◆ **Given data**:
## Begin

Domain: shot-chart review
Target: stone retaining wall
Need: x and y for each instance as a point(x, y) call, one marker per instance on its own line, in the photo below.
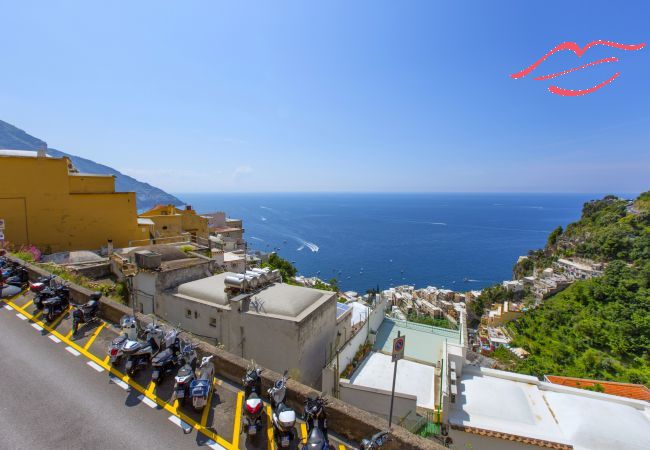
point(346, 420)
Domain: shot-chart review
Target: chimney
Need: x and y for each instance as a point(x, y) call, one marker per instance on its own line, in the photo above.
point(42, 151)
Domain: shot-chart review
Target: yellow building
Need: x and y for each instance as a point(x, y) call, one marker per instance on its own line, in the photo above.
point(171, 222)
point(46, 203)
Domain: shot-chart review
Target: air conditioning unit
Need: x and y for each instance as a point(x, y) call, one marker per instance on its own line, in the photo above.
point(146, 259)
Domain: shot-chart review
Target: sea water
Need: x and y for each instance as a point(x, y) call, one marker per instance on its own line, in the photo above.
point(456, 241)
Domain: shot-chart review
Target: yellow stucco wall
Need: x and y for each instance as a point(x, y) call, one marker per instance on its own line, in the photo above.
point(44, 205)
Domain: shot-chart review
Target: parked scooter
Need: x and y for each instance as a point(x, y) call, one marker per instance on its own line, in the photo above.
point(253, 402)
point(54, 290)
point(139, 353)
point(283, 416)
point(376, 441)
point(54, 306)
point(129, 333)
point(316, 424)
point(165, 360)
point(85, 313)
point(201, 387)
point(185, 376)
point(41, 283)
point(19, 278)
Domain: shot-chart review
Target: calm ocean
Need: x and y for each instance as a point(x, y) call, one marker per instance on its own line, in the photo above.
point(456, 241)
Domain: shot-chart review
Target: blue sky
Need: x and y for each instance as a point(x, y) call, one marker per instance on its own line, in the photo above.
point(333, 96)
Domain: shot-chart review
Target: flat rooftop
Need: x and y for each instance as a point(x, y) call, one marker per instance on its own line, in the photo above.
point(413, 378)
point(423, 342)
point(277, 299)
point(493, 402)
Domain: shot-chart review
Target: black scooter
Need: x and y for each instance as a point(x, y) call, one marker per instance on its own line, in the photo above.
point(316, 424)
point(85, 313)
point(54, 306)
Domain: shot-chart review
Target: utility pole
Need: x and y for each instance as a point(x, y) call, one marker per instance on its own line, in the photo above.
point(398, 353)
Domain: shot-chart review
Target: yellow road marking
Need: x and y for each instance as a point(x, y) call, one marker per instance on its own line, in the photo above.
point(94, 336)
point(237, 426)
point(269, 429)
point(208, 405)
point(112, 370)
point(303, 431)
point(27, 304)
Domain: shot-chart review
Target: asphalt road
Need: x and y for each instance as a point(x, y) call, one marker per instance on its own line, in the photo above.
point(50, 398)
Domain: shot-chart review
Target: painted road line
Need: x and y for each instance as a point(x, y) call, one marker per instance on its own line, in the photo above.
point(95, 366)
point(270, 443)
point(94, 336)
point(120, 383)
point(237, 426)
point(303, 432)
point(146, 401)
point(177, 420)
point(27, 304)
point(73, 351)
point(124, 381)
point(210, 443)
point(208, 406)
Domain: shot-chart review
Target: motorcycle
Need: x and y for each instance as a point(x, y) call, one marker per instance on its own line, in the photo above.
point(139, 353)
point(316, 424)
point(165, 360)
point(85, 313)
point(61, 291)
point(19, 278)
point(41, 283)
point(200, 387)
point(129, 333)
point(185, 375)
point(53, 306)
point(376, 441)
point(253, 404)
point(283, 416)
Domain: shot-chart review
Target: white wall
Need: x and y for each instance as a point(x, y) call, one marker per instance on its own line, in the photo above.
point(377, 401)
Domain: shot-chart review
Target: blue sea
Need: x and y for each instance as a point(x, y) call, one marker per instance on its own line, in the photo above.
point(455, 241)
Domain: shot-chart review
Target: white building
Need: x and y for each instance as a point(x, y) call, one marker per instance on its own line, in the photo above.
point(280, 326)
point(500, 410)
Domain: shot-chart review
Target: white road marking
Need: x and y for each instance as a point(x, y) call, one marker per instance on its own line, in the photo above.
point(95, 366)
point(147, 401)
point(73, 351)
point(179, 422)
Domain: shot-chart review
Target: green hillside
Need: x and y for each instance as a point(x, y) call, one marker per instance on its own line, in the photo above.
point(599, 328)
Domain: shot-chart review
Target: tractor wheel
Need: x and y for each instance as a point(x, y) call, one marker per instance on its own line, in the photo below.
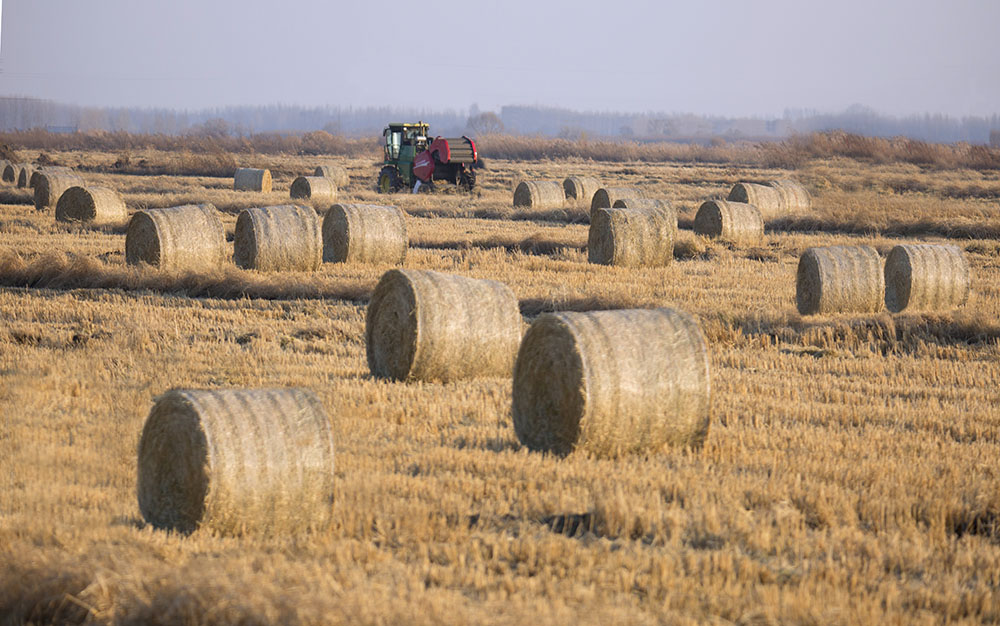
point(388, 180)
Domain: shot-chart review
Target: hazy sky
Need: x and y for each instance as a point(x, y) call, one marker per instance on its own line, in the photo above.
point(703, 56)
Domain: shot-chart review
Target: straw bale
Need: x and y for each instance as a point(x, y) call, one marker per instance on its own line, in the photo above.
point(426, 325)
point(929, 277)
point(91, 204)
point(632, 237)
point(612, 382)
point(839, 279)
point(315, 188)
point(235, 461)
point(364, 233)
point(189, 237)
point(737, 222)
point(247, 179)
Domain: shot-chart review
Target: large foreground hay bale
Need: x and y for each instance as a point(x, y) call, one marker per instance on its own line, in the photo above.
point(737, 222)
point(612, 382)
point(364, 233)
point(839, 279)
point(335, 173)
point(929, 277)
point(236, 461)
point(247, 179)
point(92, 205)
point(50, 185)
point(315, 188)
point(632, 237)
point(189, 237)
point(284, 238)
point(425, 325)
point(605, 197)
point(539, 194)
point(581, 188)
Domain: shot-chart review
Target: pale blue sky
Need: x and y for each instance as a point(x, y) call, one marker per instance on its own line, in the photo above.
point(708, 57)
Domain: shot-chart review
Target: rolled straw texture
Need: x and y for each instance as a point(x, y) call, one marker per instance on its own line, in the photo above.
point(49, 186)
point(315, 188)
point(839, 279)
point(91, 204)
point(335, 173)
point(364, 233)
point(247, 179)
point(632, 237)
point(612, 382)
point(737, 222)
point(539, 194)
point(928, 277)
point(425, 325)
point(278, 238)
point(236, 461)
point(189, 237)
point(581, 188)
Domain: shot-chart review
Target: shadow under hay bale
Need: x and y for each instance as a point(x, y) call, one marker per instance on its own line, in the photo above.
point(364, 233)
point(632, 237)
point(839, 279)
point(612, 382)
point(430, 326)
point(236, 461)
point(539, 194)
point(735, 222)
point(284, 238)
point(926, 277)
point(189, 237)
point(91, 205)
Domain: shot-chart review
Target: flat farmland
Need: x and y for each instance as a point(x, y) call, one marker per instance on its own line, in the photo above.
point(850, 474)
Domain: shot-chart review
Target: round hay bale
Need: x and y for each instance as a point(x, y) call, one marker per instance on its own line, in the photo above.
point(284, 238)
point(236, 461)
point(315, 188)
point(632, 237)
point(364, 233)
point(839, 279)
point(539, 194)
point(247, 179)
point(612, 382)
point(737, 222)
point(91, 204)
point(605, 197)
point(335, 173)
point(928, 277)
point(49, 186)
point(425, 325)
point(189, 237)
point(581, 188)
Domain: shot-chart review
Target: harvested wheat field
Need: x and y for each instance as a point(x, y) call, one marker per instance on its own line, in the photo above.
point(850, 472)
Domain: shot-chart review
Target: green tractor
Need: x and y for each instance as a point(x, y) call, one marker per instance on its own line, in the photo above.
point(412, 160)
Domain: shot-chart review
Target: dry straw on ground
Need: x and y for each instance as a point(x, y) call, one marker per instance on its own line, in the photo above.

## End

◆ **Instructions to follow**:
Shift every point coordinate in the answers by adding 24 to both x and y, and reproduce the rows from the start of the records through the line holding "point(42, 151)", inclusive, with their requests. Leave the pictures out.

◆ **Worked answer**:
Domain: shot-chart review
Target: stone retaining wall
Need: x and y for each instance as a point(x, y) call, one marker per instance on its own line, in the photo below.
point(370, 444)
Domain: shot-chart review
Target: chimney
Need: x and y for each instance as a point(x, y) call, one marker per instance on its own line, in the photo above.
point(66, 175)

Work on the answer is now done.